- **Point-per-instance localization data**:
*** Begin section ***
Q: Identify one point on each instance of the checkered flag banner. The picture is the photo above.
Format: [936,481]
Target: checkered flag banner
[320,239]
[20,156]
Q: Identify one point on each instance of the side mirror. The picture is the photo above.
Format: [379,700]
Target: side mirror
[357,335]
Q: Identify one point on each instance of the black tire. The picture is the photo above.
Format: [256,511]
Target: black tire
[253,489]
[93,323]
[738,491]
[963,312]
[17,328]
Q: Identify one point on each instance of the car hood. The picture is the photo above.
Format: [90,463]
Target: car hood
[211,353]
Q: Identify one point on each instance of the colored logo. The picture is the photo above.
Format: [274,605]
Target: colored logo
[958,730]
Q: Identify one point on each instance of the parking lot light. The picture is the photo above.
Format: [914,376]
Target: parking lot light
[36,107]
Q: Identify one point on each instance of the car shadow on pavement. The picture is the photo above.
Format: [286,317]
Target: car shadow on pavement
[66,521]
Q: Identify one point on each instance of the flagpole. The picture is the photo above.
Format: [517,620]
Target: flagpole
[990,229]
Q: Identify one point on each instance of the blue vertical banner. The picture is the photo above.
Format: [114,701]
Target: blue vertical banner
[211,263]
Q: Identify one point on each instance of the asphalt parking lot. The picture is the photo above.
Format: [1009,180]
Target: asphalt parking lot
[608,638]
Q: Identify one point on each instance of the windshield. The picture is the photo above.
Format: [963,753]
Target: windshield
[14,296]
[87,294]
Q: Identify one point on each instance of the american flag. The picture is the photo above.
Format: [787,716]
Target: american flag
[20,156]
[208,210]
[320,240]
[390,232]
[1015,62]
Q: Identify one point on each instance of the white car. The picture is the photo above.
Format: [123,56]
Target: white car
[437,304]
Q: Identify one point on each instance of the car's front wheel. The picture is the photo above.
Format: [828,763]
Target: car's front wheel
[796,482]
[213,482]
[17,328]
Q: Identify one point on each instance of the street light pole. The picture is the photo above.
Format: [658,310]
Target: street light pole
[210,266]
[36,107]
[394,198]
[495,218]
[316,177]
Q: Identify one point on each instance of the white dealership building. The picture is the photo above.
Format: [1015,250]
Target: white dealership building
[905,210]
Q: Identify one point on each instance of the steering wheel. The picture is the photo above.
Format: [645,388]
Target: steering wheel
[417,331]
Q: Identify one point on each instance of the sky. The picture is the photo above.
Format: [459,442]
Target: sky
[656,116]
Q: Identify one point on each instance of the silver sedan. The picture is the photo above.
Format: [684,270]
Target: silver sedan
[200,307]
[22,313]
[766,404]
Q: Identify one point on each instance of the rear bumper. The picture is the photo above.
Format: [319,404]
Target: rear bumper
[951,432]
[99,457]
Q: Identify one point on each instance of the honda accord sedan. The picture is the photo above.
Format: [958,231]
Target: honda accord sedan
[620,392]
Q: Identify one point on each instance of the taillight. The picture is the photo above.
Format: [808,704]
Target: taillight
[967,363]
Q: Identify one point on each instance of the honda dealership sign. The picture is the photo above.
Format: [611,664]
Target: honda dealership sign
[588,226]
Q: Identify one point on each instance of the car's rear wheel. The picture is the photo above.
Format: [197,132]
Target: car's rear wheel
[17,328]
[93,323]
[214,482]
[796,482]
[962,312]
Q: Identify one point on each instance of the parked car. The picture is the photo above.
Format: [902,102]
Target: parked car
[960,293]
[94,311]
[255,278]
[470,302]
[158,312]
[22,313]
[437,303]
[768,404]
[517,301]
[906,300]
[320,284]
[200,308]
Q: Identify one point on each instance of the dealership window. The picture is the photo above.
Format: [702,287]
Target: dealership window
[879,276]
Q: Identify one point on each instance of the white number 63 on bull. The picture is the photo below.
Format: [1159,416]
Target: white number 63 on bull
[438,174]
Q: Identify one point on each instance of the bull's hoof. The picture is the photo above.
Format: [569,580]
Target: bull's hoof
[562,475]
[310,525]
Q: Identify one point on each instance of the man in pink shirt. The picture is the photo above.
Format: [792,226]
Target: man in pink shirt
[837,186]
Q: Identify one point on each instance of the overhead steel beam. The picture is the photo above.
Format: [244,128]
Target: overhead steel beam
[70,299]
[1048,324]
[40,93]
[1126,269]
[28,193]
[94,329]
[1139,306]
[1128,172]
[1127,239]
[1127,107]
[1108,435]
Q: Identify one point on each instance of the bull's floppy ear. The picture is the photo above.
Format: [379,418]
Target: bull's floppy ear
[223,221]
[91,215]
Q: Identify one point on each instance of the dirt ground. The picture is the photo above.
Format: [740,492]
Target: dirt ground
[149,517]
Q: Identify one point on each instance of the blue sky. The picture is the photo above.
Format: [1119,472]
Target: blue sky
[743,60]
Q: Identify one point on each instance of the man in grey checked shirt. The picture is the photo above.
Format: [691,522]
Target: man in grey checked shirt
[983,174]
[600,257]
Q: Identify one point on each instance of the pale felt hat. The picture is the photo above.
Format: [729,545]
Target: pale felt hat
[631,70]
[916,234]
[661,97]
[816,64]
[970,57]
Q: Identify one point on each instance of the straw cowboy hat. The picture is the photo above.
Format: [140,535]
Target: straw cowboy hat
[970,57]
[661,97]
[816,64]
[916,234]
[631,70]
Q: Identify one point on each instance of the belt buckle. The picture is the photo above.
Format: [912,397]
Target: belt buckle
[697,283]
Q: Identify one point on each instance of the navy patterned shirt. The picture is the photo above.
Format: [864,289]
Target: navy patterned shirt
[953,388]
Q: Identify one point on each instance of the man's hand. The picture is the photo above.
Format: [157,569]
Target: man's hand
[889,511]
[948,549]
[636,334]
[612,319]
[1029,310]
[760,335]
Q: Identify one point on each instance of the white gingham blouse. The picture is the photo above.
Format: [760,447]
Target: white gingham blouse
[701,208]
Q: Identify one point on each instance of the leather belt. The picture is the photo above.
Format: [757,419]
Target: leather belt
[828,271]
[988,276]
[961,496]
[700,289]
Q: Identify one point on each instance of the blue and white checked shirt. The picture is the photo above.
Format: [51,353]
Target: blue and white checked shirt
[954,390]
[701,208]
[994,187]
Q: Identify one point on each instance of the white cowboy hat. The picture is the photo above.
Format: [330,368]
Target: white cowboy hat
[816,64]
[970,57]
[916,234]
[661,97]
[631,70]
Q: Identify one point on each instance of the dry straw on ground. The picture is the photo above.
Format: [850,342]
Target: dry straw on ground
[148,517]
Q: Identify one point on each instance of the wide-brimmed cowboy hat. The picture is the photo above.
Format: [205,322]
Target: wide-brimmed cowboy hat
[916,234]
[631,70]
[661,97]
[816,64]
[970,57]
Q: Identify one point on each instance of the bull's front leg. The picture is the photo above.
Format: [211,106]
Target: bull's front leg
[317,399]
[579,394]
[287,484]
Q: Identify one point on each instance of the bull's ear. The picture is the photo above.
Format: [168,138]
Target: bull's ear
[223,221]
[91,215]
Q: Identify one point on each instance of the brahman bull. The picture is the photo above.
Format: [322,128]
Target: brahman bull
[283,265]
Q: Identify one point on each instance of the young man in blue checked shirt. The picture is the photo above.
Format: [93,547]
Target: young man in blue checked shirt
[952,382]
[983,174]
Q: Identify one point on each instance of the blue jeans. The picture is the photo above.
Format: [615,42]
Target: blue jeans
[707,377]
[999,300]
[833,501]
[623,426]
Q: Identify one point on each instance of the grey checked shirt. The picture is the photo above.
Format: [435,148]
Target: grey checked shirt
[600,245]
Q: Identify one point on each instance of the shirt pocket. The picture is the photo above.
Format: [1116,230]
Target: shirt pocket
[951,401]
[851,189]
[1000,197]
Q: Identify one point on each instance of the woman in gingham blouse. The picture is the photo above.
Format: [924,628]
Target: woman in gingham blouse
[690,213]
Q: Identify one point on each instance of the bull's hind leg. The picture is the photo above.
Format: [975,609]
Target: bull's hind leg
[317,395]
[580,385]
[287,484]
*** End section ***
- **Task objective**: Transcribe the records above exactly, beginning at the line that contains "Target: car's rear wheel" and ending with the line that contains "Format: [569,580]", both included, and nothing else.

- **Result**:
Target: car's rear wheel
[17,328]
[93,323]
[214,482]
[796,482]
[962,312]
Q: Identify one point on each instance of the parked car. The picture is the photo above.
Format: [902,102]
Target: parked car
[960,293]
[94,311]
[255,278]
[470,302]
[158,312]
[22,313]
[437,303]
[768,404]
[517,301]
[906,300]
[320,284]
[200,308]
Q: Identify one point on each instance of the dealership window. The picture is the photo above.
Format: [702,287]
Target: dealership window
[879,276]
Q: Identify one point on each instance of the white number 63 on bull. The picture is the photo below.
Format: [1159,416]
Target: white number 63 on bull
[438,174]
Q: Identify one point on each instance of the bull's hoof. The picture is the photo above.
Format: [569,580]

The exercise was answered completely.